## やること
**a)** IH調理器の記事にある「IH調理器が出す電磁波は、一般的な家電の電磁波と変わりません。」という文を英語に訳してください。
**b)** IH調理器の記事を、最後の文の後から書き進めてください。

## ページの抜粋
IH調理器(クッキングヒーター)の危険性が高いというのはデマ?

IH調理器(クッキングヒーター)は火を使わずに加熱調理をする器具ですよね。

新築の注文住宅ではオール電化の割合が50%を超えていると言われています。

一方で、IH調理器は危険性が高いという意見もあります。

しかし具体的にどのような危険性があるのかは意外と情報が少ないため、危険性があるというのはデマなのではないか、と感じている方も多いのです。

そこで、今回はIH調理器に危険性はあるのか、あるとしたらどのような危険があるのかを調べましたので紹介します。

また、IH調理器のメリット・デメリットや、普及率にも触れています。

IH調理器(クッキングヒーター)には危険性があるのか?

IH調理器は火を使わないため火災の危険が少なく、CO2を排出しないため環境にも良く、室内の空気も汚しません。

しかし「IH調理器は危険」と感じている方も根強くいるのは確かです。

一般的にIH調理器が危険だと感じている理由は電磁波のようです。

そこでIH調理器が発生する電磁波について調べてみました。

IH調理器が発生する電磁波は危険?

IH調理器が出す電磁波は、一般的な家電の電磁波と変わりません。

家電から出ている電磁波は非常に小さいため健康への影響は総じてないと言われています。

以下は家電から出ている電磁波の値を測定した結果の表です。

データは家電製品から発せられる電磁波検討ワーキンググループが平成25年に行った測定を元にしています。
 

家電の種類 測定値(%)
電気マッサージ機(手持ち型) 68%
電動歯ブラシ/充電器(非接触) 46%
温水洗浄便座 18%
電気カーペット 13%
シェーバー 6%
IH炊飯器 5%
IH調理器 3.5%
電気毛布 3.5%
食器洗い乾燥機 2%
電気掃除機 2%
電子レンジ 2%
ヘヤドライヤー 2%
ルームエアコン 2%
電気洗濯機 0.2%
電気ポット 0.2%
電気冷蔵庫 0.2%
加湿器 0.2%
液晶カラーテレビジョン 0.2%
ブルーレイレコーダ 0.2%
ミニコンポ 0.2%
事務所用直付インバータ蛍光灯器具 0.2%
事務所用直付けLED照明器具 0.2%
住宅用直付インバータ蛍光灯器具 0.2%
住宅用直付LED照明器具 0.2%
住宅用吊下げ形インバータ蛍光灯器具 0.2%
住宅用吊下げ形LED照明器具 0.2%
卓上用インバータ蛍光灯スタンド 0.2%
卓上用LEDスタンド 0.2%
電球形LEDランプ 0.2%

 
この表を作る際に参照したのは家電製品から発せられる電磁波検討ワーキンググループが平成25年に行った測定データです。

## 用意したデータ
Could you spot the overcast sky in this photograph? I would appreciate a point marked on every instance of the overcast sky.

---

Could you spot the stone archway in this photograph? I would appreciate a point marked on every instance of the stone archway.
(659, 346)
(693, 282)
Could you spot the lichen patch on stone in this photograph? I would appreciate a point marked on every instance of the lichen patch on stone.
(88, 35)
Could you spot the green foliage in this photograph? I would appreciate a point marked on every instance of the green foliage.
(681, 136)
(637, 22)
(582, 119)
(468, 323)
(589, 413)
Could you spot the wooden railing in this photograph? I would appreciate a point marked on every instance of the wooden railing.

## 答えまとめ
**a)** The electromagnetic waves given off by IH cooking heaters are no different from those of ordinary home appliances.

**b)**
ICNIRP(国際非電離放射線防護委員会)が定めた家電が発する電磁波のガイドラインと、IEC(国際電気標準会議)の制定した家電の発する電磁波の測定方法規格に従って行われました。

「家電製品から発せられる電磁波検討ワーキンググループ」には日本電機工業会や三菱電機・シャープ・ソニー等の家電メーカーの担当者が含まれていて、日本で最も信頼できる電磁波のデータとされています。

表を見ると分かる通り、家庭用のIH調理器から出る電磁波はICNIRPガイドラインで規定されている値の3.5%なので、電磁波による危険性は無いと考えられます。

危険性があるとすれば、調理後に表面が熱くなることでしょう。

しかし、イメージ的にIHは嫌だという場合はガスコンロにしたほうが良いですね。

ストレスは健康への影響もありますので、自分にとって癒やしの空間となるよう意識して家づくりを進めてください。

IH調理器(クッキングヒーター)のメリット・デメリット

IH調理器のメリット・デメリットを見てみましょう。

IH調理器のメリット

IH調理器のメリットは以下の通りです。

  • 火を使わないため火事になる心配がない
  • 上昇気流が発生しないため油はねが少ない
  • 表面がフラットなので掃除がし易い
  • ガス代がかからない(光熱費が安い)
  • フライパンや鍋が温まるのが早い

火を使わないため火事になる心配がない

IH調理器は電気で鍋やフライパンを温めるので、直火を使いません。

そのため煙やCO2が発生しないので、高齢者等が使用しても安全です。

大地震等の災害時の火事の多くはガスコンロが原因だと言われていますから、直火を使わないIH調理器は安心ですよね。

上昇気流が発生しないため油はねが少ない

IH調理器は上述したとおり、直火を使いません。

そのため、加熱調理中に上昇気流が発生しにくいため、炒め物による油はねの飛ぶ距離が短いです。

リビングの隅まで油が飛んでしまうことはありません。

さらに、加熱に要するエネルギーの効率は90%以上ですからエコですよね。

一方のガスコンロは直火による熱で上昇気流が発生します。

特にアイランドキッチンでは、上昇気流に乗った油を換気扇で吸いきれないため、部屋の隅々まで油が拡散してしまいます。
 

アイランドキッチンの油はねに関して詳しく触れた記事があります。
アイランドキッチン(ガスコンロ)の油はねガードガラスは防止対策になる?
 

また、加熱に要するエネルギーの半分以上が熱として逃げてしまいます。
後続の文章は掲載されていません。